▶ **TASK DETAILS**
Pick out and copy each line below that contains the word "patio". Case counts.

▶ **Rows from a box labeling dataset**
------------

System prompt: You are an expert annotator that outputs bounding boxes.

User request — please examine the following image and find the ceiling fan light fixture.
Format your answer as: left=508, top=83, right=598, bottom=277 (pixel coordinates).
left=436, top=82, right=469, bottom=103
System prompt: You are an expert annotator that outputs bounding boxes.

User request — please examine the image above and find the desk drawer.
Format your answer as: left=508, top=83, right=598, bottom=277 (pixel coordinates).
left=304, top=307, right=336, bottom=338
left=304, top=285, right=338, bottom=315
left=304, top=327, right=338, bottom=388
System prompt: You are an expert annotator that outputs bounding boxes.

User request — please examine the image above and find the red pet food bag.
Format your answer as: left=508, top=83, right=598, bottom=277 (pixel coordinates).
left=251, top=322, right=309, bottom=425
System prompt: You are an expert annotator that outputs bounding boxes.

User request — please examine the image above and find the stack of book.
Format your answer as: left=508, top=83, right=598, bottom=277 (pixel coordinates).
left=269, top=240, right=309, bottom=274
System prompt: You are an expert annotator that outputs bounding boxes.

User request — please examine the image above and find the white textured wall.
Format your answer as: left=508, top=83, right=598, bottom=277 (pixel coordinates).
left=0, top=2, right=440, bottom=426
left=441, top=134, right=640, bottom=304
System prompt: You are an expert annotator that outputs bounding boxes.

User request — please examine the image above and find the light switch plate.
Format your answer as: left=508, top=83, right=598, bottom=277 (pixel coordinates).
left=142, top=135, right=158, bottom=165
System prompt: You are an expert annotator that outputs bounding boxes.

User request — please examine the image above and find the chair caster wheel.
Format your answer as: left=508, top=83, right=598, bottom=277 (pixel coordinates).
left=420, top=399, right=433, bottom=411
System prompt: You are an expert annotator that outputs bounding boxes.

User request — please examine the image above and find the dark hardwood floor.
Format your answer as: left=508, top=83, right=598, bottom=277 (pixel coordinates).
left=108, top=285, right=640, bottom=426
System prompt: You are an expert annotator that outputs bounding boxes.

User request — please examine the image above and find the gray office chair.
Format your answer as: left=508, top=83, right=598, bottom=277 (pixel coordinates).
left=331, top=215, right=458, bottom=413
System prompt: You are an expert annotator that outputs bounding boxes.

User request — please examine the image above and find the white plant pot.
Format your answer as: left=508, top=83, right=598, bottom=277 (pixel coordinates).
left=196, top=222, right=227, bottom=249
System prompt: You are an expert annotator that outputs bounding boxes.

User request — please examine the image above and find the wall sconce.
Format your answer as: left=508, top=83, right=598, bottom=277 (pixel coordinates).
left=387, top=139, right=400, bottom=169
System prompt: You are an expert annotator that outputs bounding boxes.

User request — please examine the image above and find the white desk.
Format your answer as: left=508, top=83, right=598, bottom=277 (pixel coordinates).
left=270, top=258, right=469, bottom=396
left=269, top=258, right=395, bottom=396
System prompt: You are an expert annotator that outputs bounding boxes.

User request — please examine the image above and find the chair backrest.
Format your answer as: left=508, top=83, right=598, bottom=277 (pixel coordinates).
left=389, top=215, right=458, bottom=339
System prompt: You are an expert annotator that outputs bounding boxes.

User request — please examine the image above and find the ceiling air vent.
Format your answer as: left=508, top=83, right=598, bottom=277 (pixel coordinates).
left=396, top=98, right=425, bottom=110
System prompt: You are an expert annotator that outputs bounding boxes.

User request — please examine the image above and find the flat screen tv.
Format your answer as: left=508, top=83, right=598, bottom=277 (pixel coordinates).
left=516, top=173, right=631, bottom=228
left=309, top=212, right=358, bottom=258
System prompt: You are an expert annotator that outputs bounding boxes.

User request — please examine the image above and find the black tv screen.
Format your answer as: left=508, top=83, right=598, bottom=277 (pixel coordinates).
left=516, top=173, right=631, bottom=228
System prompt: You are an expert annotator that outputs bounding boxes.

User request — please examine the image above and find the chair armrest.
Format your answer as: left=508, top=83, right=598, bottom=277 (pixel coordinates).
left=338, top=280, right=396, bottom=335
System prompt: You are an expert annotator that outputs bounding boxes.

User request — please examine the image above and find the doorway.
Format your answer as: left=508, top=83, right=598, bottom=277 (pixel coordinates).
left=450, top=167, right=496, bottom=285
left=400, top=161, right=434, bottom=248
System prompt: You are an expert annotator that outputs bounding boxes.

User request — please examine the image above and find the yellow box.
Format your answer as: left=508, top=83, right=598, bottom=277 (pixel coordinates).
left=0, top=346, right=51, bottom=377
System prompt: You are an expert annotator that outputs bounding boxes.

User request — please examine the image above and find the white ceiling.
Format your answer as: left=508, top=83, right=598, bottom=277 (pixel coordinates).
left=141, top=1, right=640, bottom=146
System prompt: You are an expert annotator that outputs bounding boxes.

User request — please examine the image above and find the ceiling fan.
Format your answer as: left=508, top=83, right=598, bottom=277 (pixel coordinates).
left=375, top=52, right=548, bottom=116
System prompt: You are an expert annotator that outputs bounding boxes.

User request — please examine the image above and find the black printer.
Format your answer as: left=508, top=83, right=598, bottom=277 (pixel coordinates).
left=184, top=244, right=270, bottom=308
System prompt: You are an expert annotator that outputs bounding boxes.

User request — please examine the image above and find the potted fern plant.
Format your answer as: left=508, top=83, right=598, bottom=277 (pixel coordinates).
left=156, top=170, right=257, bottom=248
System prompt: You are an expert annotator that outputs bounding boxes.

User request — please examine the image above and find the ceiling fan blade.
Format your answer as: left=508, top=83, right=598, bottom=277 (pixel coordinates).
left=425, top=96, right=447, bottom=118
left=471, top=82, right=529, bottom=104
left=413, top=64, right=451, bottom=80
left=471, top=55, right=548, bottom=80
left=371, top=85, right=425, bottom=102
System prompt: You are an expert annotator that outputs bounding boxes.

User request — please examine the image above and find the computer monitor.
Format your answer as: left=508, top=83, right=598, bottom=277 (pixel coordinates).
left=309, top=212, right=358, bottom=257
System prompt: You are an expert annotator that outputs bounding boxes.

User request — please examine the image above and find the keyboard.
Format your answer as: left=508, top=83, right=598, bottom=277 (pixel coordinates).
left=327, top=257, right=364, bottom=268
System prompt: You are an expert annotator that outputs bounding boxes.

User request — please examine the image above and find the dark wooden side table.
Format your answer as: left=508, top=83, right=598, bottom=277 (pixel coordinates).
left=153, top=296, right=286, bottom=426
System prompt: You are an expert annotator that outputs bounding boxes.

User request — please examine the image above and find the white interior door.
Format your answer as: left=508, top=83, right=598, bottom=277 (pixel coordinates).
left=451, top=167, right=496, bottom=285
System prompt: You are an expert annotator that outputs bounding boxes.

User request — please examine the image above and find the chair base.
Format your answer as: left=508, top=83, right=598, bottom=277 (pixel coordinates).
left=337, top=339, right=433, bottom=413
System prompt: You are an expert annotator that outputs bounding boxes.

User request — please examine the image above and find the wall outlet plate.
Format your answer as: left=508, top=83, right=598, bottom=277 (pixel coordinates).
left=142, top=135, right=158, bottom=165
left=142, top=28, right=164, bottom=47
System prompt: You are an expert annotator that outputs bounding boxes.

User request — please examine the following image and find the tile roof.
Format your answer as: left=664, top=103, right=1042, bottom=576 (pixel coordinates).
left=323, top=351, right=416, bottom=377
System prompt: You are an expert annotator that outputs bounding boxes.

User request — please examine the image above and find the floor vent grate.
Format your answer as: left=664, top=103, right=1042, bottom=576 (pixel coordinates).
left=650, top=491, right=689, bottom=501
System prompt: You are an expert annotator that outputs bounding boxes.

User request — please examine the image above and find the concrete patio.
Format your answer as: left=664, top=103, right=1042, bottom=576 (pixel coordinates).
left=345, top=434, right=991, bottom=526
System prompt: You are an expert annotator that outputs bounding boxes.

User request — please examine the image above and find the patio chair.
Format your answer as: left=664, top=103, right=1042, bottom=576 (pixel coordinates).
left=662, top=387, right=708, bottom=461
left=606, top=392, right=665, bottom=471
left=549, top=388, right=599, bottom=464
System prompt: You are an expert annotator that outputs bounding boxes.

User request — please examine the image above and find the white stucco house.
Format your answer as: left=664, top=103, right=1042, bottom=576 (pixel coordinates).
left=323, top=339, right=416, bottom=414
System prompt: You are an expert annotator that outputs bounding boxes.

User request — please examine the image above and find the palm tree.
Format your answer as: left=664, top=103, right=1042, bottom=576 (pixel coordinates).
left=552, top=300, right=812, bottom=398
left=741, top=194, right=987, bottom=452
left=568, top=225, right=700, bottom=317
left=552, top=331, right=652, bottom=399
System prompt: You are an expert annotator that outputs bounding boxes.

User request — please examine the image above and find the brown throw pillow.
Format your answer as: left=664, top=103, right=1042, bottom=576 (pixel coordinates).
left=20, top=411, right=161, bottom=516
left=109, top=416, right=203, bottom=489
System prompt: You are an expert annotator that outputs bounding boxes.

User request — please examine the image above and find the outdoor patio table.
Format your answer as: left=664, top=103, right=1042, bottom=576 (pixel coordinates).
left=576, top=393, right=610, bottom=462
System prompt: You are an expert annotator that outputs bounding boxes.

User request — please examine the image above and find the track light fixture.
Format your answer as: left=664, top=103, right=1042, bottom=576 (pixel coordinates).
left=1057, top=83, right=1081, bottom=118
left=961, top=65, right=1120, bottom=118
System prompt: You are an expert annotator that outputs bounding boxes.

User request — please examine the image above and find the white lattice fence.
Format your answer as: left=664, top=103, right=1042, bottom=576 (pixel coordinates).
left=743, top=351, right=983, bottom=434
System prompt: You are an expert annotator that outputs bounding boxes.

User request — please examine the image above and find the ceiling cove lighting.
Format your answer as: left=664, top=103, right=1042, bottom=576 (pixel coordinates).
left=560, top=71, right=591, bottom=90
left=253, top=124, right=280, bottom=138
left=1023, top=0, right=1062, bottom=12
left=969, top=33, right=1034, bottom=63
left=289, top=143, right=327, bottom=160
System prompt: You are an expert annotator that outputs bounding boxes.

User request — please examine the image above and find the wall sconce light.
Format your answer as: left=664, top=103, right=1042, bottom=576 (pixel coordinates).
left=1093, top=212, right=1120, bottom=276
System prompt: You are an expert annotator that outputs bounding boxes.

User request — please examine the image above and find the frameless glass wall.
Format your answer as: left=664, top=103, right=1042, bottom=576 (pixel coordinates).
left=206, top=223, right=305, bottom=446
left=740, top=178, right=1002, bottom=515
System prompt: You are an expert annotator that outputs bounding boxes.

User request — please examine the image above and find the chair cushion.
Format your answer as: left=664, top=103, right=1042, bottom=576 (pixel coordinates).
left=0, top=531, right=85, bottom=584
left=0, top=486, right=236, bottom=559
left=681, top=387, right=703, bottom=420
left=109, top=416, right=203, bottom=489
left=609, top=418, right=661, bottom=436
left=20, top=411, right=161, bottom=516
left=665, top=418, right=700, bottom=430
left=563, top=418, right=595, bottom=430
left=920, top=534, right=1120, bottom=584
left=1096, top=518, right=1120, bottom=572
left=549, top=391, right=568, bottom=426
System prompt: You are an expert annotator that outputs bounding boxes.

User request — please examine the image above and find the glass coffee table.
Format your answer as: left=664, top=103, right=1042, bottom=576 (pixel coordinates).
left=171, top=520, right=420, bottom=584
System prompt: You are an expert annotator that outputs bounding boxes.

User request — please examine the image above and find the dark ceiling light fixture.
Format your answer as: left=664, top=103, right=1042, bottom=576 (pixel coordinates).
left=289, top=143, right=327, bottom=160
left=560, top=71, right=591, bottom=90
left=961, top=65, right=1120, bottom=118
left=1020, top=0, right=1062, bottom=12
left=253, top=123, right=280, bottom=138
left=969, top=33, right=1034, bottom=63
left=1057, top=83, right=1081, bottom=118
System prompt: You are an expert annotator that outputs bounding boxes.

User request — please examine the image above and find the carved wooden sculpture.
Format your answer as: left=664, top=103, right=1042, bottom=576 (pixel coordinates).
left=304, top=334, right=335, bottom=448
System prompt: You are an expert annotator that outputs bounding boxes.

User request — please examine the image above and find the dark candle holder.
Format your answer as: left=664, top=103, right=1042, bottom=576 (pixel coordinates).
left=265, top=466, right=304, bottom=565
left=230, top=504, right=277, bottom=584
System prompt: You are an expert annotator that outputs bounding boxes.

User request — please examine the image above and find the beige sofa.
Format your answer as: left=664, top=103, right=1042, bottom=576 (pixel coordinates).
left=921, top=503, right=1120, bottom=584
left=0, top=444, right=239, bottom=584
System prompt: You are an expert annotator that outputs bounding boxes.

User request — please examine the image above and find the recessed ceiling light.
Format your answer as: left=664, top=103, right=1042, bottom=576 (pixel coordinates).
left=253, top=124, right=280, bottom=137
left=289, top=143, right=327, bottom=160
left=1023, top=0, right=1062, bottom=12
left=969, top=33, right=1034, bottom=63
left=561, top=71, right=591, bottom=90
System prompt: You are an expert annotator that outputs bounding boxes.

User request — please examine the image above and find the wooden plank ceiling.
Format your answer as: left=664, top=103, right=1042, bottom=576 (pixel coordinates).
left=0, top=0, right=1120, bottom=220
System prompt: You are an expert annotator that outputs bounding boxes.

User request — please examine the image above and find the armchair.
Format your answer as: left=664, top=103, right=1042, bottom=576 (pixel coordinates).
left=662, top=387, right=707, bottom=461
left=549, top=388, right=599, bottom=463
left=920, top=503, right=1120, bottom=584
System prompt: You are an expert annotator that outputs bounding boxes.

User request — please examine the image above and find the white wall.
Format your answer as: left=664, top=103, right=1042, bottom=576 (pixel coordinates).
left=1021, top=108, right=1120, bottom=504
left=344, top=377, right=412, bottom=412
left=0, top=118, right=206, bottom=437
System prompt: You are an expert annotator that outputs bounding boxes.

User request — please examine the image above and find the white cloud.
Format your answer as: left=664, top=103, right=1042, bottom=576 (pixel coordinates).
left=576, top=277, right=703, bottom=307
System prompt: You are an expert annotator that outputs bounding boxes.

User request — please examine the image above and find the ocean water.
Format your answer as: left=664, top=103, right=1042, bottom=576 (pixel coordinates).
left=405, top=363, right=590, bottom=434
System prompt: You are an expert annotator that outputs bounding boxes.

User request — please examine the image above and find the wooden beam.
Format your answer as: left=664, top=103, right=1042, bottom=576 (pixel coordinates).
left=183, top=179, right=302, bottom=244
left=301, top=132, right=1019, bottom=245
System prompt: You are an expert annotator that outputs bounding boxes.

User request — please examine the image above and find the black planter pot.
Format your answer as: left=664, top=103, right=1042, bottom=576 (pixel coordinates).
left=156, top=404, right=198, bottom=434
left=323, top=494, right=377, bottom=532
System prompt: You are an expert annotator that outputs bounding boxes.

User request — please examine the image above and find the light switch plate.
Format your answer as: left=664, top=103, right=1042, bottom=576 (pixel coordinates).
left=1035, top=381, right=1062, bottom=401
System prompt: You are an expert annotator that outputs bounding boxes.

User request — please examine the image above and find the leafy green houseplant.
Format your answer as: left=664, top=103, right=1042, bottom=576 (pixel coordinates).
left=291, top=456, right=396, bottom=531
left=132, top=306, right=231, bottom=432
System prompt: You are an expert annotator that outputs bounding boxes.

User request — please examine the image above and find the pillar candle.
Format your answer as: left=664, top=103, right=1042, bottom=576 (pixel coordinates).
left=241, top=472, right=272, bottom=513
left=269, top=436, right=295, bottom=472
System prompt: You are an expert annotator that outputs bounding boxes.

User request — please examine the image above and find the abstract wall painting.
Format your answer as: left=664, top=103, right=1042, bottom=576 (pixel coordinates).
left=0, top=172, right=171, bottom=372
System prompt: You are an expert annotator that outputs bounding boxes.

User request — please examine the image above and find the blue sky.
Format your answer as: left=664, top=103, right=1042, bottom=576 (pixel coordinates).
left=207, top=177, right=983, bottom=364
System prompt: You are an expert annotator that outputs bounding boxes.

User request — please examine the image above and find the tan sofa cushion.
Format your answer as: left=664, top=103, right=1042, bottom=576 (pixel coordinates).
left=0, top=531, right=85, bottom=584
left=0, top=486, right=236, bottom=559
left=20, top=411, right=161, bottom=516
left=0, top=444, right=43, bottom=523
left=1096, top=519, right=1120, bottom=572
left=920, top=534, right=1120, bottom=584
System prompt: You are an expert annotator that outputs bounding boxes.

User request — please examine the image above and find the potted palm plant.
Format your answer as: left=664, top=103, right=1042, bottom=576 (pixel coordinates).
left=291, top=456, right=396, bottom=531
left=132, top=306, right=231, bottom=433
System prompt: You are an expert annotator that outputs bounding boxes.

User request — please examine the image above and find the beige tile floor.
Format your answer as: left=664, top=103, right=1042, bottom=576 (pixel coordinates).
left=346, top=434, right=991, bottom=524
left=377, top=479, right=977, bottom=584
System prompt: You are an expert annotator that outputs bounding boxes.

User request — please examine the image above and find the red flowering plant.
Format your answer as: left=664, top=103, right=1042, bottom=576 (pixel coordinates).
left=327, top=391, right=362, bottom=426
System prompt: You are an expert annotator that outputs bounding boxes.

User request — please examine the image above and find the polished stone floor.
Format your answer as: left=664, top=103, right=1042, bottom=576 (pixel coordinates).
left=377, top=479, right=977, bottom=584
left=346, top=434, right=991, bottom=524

------------

▶ **EXERCISE OUTPUT**
User request — please examine the image above and find the concrete patio.
User request — please examine the image above and find the patio chair.
User request — please examine the image above and find the outdoor patio table.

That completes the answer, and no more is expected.